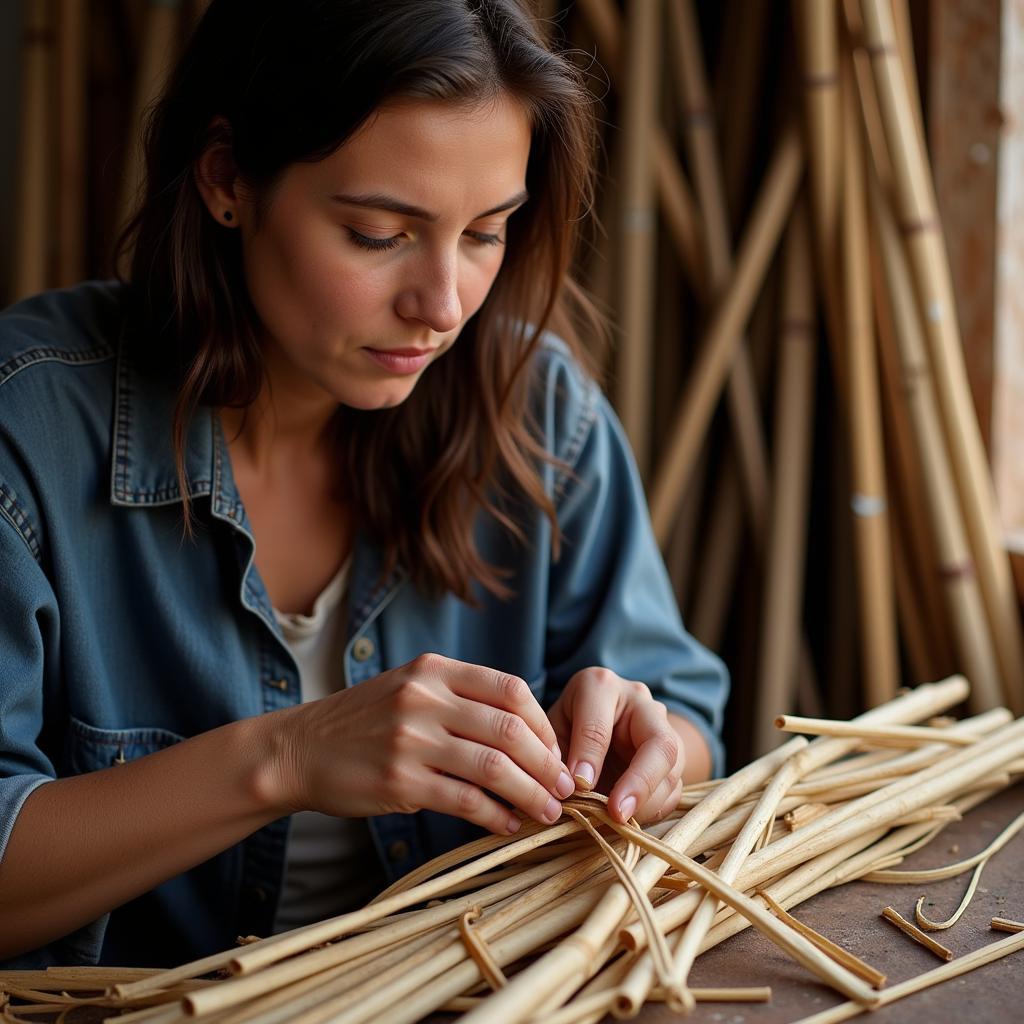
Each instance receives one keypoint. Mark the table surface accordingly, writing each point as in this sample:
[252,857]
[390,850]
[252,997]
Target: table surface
[850,915]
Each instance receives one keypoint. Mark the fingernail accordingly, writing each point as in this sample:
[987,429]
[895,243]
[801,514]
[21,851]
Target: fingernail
[584,775]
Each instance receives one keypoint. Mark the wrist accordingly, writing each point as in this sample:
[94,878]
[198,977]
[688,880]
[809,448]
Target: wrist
[272,775]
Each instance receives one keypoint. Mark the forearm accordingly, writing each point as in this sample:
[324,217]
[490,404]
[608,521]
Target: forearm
[698,760]
[84,845]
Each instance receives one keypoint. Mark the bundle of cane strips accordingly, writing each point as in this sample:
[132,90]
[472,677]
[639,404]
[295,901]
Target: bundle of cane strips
[569,922]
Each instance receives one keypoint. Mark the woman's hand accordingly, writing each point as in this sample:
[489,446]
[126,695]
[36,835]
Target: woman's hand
[433,734]
[619,735]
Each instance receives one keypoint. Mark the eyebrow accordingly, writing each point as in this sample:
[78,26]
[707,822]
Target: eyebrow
[380,201]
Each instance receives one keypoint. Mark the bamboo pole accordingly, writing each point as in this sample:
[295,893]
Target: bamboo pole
[931,273]
[678,207]
[780,629]
[739,88]
[880,664]
[73,84]
[33,209]
[732,309]
[894,735]
[572,957]
[159,46]
[701,147]
[817,41]
[960,586]
[636,300]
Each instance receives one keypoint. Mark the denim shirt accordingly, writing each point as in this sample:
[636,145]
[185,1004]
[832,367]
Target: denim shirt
[119,637]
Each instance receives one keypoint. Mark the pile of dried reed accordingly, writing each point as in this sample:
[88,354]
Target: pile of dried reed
[568,922]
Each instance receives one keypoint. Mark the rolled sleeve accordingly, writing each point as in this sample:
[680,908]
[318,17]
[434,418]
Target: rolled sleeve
[29,651]
[610,601]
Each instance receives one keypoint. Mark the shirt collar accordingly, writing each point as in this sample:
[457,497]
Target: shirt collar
[142,467]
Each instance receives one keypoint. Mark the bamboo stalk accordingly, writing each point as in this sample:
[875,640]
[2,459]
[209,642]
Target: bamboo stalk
[956,570]
[159,46]
[896,735]
[637,233]
[717,351]
[701,147]
[914,545]
[786,548]
[1005,925]
[911,931]
[878,609]
[569,960]
[72,87]
[886,805]
[678,207]
[33,208]
[816,39]
[875,978]
[931,272]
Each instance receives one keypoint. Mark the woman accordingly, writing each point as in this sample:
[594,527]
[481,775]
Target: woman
[315,551]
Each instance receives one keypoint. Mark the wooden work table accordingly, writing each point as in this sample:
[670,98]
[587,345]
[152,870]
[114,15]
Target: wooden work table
[850,916]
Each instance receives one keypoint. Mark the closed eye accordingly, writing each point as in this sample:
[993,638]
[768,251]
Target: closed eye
[374,245]
[483,239]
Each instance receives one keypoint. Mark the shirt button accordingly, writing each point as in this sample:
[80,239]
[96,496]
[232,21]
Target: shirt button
[398,850]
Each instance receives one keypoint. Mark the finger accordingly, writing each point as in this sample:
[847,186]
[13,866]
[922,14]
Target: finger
[662,800]
[487,768]
[658,749]
[461,800]
[592,720]
[505,731]
[498,689]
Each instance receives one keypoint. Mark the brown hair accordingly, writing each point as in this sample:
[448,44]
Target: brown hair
[288,82]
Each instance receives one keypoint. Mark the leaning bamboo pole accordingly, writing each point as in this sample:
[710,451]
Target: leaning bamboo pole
[779,639]
[926,250]
[967,615]
[160,35]
[33,209]
[738,91]
[732,309]
[880,662]
[817,41]
[701,147]
[636,299]
[914,547]
[678,207]
[72,88]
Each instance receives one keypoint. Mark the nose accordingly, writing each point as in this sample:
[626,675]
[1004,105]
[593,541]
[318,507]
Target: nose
[433,297]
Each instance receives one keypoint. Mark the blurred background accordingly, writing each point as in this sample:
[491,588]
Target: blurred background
[808,245]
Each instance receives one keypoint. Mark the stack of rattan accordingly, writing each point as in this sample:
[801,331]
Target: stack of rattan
[568,922]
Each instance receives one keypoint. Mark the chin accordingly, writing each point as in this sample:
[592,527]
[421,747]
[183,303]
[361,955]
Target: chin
[378,398]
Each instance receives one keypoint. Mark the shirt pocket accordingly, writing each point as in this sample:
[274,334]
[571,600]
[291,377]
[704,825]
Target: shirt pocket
[90,749]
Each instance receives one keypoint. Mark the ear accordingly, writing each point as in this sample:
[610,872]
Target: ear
[217,180]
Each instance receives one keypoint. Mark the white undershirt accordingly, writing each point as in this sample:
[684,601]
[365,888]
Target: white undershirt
[330,864]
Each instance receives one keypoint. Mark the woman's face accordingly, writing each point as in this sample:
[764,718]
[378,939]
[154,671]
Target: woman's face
[367,264]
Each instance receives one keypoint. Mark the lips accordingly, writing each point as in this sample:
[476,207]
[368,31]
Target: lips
[400,360]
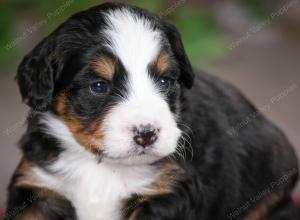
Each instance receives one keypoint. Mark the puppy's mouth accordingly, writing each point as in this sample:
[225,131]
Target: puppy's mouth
[138,157]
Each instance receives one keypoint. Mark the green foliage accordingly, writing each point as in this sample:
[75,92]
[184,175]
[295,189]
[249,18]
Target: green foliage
[258,8]
[202,39]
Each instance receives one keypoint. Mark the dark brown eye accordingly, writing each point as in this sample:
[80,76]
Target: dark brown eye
[164,83]
[99,87]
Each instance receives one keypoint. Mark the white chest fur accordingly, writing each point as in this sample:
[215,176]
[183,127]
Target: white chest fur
[96,190]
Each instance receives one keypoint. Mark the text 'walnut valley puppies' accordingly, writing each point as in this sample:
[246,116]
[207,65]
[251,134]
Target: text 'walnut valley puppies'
[121,127]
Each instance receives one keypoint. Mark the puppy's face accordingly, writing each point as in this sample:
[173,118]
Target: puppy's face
[116,78]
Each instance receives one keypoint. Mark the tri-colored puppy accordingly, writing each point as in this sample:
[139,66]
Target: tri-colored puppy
[122,127]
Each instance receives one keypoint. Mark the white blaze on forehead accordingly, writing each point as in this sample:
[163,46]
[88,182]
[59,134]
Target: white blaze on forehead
[133,40]
[137,44]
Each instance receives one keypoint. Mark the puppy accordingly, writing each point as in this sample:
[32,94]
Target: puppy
[122,127]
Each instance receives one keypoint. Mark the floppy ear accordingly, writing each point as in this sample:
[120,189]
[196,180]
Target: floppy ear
[187,75]
[35,76]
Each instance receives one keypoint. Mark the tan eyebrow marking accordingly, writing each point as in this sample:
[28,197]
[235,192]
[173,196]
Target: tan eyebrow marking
[105,67]
[162,62]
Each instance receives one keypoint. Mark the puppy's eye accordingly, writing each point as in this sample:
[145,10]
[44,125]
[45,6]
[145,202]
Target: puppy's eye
[164,83]
[99,87]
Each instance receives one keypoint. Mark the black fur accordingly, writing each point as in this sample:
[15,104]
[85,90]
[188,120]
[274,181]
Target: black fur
[228,166]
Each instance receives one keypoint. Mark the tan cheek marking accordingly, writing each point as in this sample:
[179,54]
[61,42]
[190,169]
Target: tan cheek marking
[105,67]
[162,63]
[90,137]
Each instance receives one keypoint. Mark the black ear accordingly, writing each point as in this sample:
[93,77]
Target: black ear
[35,76]
[187,75]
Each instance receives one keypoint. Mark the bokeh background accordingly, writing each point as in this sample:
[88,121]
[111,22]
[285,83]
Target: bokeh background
[254,44]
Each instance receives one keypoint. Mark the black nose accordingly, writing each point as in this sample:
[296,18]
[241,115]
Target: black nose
[145,135]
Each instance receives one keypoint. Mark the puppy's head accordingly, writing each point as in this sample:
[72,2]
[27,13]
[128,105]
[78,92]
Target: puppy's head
[113,74]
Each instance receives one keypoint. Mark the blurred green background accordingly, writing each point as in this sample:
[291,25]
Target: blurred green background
[23,21]
[254,44]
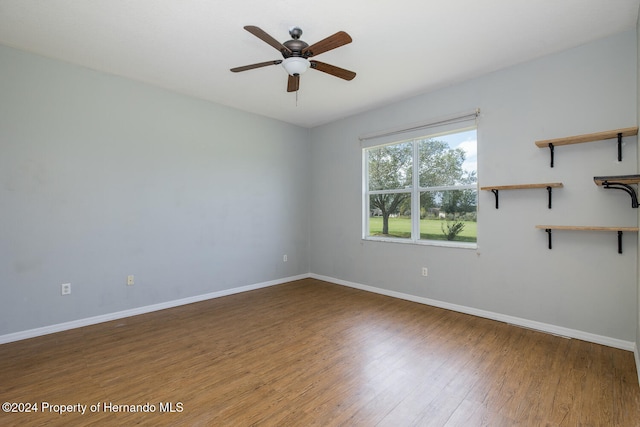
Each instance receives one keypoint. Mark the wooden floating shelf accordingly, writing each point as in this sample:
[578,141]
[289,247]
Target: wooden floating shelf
[620,230]
[622,179]
[496,188]
[620,182]
[589,137]
[586,227]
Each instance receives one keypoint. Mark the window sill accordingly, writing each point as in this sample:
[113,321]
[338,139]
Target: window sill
[438,243]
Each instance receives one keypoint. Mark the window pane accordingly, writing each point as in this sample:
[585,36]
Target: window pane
[449,215]
[390,215]
[448,159]
[390,167]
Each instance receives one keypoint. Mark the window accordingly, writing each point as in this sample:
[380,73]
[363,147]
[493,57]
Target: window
[423,190]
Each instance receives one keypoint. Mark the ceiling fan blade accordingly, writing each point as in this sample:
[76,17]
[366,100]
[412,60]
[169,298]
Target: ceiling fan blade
[258,65]
[333,70]
[294,83]
[338,39]
[262,35]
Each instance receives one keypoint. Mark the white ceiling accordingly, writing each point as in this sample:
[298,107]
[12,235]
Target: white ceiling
[400,48]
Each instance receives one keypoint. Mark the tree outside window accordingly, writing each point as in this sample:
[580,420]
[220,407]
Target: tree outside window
[423,190]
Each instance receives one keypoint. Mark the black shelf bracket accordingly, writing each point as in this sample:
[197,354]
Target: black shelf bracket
[619,146]
[548,230]
[552,151]
[624,187]
[619,241]
[495,193]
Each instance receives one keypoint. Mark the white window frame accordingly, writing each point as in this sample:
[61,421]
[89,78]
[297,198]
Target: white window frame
[415,192]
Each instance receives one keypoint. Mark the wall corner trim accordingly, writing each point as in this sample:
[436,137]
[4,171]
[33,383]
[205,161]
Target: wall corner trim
[517,321]
[637,354]
[45,330]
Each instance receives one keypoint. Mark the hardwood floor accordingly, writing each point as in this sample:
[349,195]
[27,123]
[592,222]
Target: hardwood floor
[310,353]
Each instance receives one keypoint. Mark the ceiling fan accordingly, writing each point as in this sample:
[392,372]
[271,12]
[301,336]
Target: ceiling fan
[296,54]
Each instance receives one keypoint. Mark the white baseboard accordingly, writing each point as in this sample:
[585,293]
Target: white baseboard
[531,324]
[32,333]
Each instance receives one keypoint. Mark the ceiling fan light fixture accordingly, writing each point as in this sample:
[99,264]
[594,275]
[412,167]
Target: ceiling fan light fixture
[295,65]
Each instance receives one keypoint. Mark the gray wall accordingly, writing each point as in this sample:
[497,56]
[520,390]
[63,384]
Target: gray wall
[583,284]
[637,350]
[102,177]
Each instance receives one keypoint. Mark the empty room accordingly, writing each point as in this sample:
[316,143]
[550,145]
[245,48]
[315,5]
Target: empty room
[365,213]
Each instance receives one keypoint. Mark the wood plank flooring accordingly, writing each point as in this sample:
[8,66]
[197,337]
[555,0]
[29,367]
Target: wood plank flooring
[311,353]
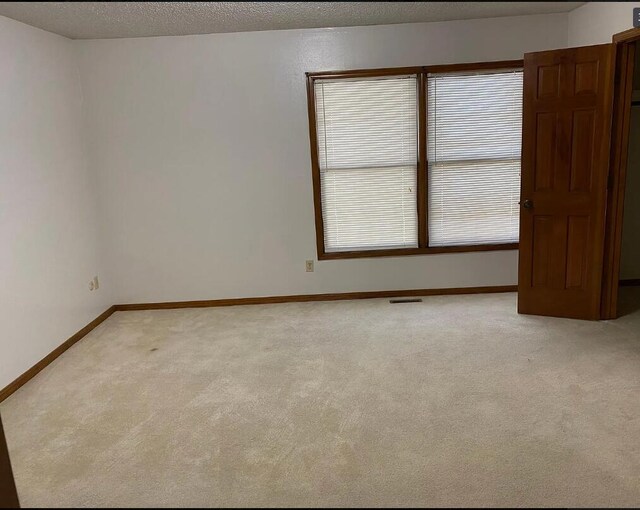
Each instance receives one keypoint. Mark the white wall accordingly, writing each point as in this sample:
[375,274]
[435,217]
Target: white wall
[47,223]
[596,22]
[201,149]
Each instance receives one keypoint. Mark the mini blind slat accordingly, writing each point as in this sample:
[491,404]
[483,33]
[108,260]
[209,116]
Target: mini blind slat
[367,154]
[473,149]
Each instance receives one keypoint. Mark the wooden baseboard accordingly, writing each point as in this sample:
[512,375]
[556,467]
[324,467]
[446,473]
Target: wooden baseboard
[315,297]
[29,374]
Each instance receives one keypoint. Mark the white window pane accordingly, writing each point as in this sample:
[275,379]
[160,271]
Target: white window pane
[368,209]
[474,203]
[474,138]
[367,152]
[366,123]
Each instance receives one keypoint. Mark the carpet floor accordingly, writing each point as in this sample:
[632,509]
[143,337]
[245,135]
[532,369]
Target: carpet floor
[455,401]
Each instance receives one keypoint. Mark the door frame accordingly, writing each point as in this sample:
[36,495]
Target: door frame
[623,86]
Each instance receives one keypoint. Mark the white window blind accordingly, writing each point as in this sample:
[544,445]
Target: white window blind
[367,154]
[473,146]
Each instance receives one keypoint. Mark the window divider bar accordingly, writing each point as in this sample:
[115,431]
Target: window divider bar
[423,180]
[454,162]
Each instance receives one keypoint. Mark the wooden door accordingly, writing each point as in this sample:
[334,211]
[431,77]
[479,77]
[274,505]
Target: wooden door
[565,160]
[8,494]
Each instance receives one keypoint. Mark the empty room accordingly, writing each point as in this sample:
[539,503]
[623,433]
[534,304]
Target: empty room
[323,254]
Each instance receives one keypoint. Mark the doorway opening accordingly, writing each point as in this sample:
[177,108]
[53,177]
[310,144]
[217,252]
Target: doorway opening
[621,271]
[629,289]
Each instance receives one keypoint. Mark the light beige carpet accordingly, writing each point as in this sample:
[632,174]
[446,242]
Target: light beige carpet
[453,401]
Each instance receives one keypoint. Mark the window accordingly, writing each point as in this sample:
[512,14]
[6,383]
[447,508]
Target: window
[474,137]
[368,159]
[416,160]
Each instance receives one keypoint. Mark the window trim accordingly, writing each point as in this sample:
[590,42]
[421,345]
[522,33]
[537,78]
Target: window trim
[422,179]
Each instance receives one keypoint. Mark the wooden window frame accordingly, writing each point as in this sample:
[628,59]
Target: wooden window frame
[422,178]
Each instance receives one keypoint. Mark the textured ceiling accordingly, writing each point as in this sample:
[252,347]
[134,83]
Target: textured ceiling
[97,20]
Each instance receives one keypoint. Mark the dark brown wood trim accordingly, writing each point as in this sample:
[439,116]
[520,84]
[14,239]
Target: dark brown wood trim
[631,35]
[423,179]
[366,73]
[315,167]
[8,492]
[35,369]
[622,93]
[400,252]
[473,66]
[315,297]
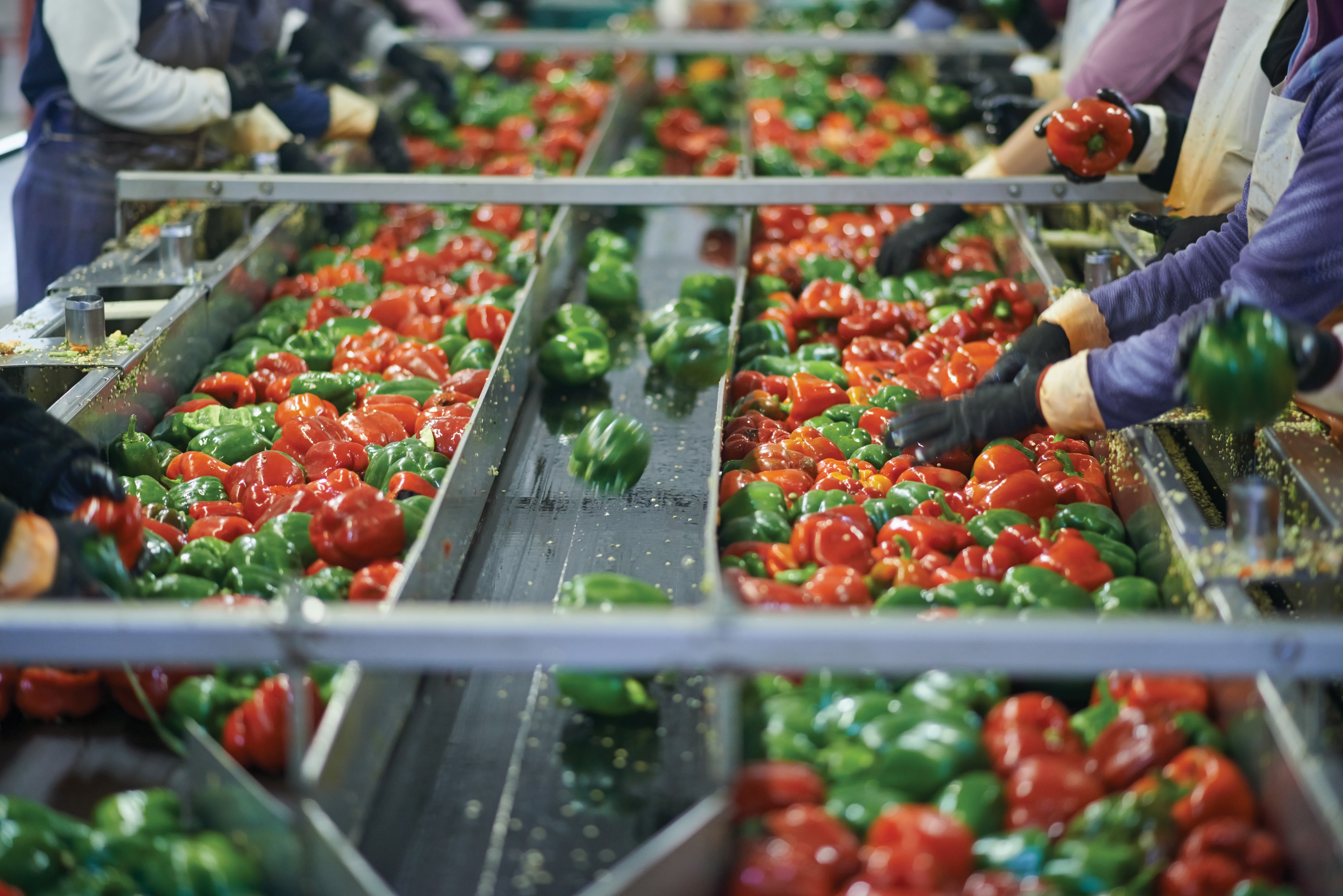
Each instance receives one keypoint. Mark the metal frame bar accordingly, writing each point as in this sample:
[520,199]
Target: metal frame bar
[1039,190]
[449,636]
[738,42]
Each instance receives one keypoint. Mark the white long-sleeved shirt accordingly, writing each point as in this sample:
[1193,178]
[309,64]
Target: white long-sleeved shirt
[96,44]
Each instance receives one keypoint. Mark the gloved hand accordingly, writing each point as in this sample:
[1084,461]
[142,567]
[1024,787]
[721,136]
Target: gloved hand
[1139,125]
[430,76]
[1317,355]
[386,143]
[1039,346]
[988,413]
[72,577]
[902,249]
[84,478]
[1177,233]
[264,79]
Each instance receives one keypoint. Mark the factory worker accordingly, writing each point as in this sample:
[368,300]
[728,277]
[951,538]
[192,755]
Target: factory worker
[41,551]
[1146,50]
[1108,359]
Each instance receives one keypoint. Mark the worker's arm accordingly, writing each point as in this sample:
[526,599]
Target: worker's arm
[96,44]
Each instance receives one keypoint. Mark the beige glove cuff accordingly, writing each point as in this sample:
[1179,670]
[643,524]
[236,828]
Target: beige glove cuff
[352,116]
[1080,319]
[1066,398]
[29,563]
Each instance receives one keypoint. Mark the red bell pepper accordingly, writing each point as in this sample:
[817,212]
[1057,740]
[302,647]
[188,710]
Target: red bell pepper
[54,694]
[1090,138]
[123,520]
[356,528]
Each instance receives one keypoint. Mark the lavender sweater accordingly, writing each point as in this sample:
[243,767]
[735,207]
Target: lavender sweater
[1294,267]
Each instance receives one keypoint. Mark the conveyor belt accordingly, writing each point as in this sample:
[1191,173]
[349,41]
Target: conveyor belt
[528,796]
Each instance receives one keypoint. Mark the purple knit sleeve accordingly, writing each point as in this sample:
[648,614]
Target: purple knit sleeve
[1294,267]
[1131,304]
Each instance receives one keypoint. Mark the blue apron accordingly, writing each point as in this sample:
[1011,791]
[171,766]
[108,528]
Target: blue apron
[65,202]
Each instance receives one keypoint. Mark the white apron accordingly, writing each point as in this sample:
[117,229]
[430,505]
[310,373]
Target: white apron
[1276,160]
[1224,125]
[1086,19]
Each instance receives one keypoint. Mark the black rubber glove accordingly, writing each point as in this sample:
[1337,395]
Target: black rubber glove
[264,79]
[73,578]
[84,478]
[1039,346]
[902,249]
[430,76]
[1177,233]
[386,143]
[988,413]
[1317,355]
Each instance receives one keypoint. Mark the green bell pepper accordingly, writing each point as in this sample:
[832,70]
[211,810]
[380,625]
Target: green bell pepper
[575,357]
[1241,369]
[156,811]
[977,800]
[759,496]
[613,288]
[605,242]
[230,445]
[146,488]
[314,347]
[978,593]
[477,354]
[1021,852]
[816,502]
[989,526]
[1088,723]
[408,456]
[292,531]
[1201,731]
[202,559]
[1127,594]
[567,318]
[205,488]
[859,804]
[418,388]
[694,351]
[612,452]
[1091,518]
[608,590]
[330,583]
[716,292]
[1040,589]
[132,455]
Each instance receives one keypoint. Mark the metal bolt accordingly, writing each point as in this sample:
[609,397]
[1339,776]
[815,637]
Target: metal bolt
[1289,651]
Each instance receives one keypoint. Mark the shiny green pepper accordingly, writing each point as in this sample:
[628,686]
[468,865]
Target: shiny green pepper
[408,456]
[575,357]
[315,349]
[989,526]
[328,583]
[1040,589]
[612,452]
[694,351]
[716,292]
[977,800]
[477,354]
[613,288]
[567,318]
[132,455]
[146,488]
[230,445]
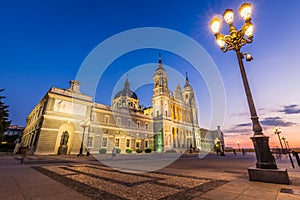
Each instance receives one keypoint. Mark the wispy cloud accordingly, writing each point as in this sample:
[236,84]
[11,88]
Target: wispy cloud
[291,109]
[243,125]
[276,121]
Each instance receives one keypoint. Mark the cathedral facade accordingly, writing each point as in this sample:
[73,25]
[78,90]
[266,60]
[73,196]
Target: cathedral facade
[65,121]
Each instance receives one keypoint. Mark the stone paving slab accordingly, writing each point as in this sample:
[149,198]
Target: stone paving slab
[57,177]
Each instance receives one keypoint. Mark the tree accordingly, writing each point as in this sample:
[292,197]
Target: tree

· · ·

### ACTIVITY
The required answer is the exact run of lines above starting at the line with "Each instance receives one keypoint. Mark the metal frame" and ending at the line with "Each instance receives one keypoint. Mark the beige", with both ends present.

### RESULT FOR THIS TASK
Each instance receives one keypoint. Mark the metal frame bar accordingly, writing each point as in this sample:
[520,199]
Target: metal frame bar
[1039,190]
[449,636]
[738,42]
Each instance receives one keypoint. Mark the white long-sleeved shirt accordingly, writing each point as in this sample:
[1193,178]
[309,64]
Target: white long-sleeved shirt
[96,44]
Each instance receives one keypoint. Mark the gloved hand accordingly, writing each point as in this sample:
[1084,461]
[142,567]
[1024,787]
[721,136]
Target: gloved hand
[1139,125]
[430,76]
[1317,355]
[386,143]
[1039,346]
[988,413]
[72,577]
[902,249]
[84,478]
[1177,233]
[264,79]
Each instance receives one keypoint. Mark the factory worker accordingly, writing each point as in this sample:
[368,300]
[728,277]
[951,538]
[192,755]
Target: factory worker
[41,551]
[1146,50]
[1108,359]
Each instance receives one keypoint. Mark the worker's arm accordingly, writing each point as in this sample:
[526,599]
Target: worker's arm
[96,44]
Each instance receives one keypoint. Mark the beige glove cuff accordingly, writing each point as in this sample:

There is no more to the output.